TO DO: This exercise asks for an exact transcription of every entry.

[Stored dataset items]
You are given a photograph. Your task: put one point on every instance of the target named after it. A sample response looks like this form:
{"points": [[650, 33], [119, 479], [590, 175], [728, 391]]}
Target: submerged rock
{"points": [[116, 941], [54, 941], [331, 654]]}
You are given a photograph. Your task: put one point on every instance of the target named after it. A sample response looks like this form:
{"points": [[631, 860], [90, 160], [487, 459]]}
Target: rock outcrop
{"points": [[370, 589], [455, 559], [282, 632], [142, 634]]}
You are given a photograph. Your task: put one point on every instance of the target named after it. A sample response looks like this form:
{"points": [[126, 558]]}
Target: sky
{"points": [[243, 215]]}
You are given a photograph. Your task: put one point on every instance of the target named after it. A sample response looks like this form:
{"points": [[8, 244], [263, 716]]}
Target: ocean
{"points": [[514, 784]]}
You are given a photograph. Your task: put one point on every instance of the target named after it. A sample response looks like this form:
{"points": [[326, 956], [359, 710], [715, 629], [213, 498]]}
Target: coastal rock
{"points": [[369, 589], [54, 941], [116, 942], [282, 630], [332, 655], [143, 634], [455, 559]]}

RESULT FOR THIS EXERCISE:
You are given a photograph. Your task: put one point on every instance of the target named after it. A sample response looks like this form:
{"points": [[650, 33], [119, 479], [590, 175], [728, 391]]}
Target: submerged rock
{"points": [[116, 941], [54, 941], [331, 654]]}
You are given a photograph. Your task: put one point on every instance of the target named after it. A sample response looks like this form:
{"points": [[631, 860], [90, 160], [487, 459]]}
Target: rock outcrop
{"points": [[370, 589], [455, 559], [282, 632], [142, 634]]}
You are given a photograph. Your task: put one point on every instance of the target named after it. A sample response looks like this form:
{"points": [[126, 558]]}
Target: sky
{"points": [[243, 215]]}
You are given a photograph. Your task: put one point on every instance of the target named after it. A sample response looks like this form:
{"points": [[8, 244], [263, 716]]}
Target: ocean
{"points": [[514, 784]]}
You are given a photograph. Your task: put one point on every instance of the target named after it. A sample response looks like this form:
{"points": [[326, 956], [359, 710], [715, 629], [213, 498]]}
Target: coastal rock
{"points": [[369, 589], [54, 941], [116, 942], [282, 630], [332, 655], [143, 634], [455, 559]]}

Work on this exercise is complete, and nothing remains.